● **Given request 1**
Retype the forum thread below from "I'm wondering if" up to and including "Lipstick69 (17 Feb 2009)", with no changes.

● **Given passage**
This is where it gets a bit dodgy - the premium numbers (i checked a few numbers from mobile to see what they were for) appear to be these party line type things.  Now I know i didn't make the calls and my partner assures me that he didn't make the calls so we are dumbfounded.  Also we had no guests/children over the period.  

Called eircom who focused on the international calls and apparently there were lots of scams involving dial up connections and St Helena but as i had BB he wasn't sure how this could have happened.  The premium calls are harder to address as i was in work when most of them happened (all day time, weekday - one costing a whopping €28 for a 14 minute call and there are 2 - 7 per day various lengths and the multi day ones have only a couple of second between hang up and redial).  I've found 2 over the xmas period when i think i was at home.  Problem is my partner works nights and is supposed (!!) to be sleeping when these other calls take place.  Now we have a very secure relationship so no blame there just that we cant prove we weren't in the house.  Eircom guy is passing the matter to his supervisor to look into and will get back to me tomorrow allegedly.

I'm wondering if anyone has any similar experience and what I can do to check these calls and prove bill is incorrect.  Also I do not have enough cash to meet the bill and am hoping to ask bank tomorrow to recall dd, if they dont do it automatically as not enough funds in account to meet DD.  Would prefer to owe eircom money than have them owe me.  

Has anyone any advice please?  Sorry for long post!


----------



## Lipstick69 (17 Feb 2009)

There was something a few years ago about autodiallers and such things to similar islands. Maybe ring ComReg for advice - at the time they were quite active.


----------



## jhegarty (17 Feb 2009)

Do you have any type of cordless phone ?

Does any old modem (dial up type) in your pc still connect to your phone line ?


----------



## Guest128 (17 Feb 2009)

My brother had a similar situation with TalkTalk and a cordless phone. Neither his or his wife made the calls (to Poland or similar). I dont think it was for that much cash, but they ended up paying it....dont think they fought that hard though


----------



## Smashbox (17 Feb 2009)

Is there anyway that someone could 'tap' into your line to make these calls offsite, ie not at your house? Is your broadband protected? 
Someone could have been outside dialling on their computer using your phone line perhaps?

● **Given request 2**
Gather every line of the records below that contains the string "train".

● **Record set**
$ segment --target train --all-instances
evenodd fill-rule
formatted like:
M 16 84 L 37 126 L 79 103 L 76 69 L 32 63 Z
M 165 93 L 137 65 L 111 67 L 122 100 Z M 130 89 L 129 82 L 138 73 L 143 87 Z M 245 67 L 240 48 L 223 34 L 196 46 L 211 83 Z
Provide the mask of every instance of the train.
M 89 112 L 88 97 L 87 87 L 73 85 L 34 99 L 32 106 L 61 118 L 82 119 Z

● **Written reply 1**
I'm wondering if anyone has any similar experience and what I can do to check these calls and prove bill is incorrect.  Also I do not have enough cash to meet the bill and am hoping to ask bank tomorrow to recall dd, if they dont do it automatically as not enough funds in account to meet DD.  Would prefer to owe eircom money than have them owe me.  

Has anyone any advice please?  Sorry for long post!


----------



## Lipstick69 (17 Feb 2009)

● **Written reply 2**
$ segment --target train --all-instances
Provide the mask of every instance of the train.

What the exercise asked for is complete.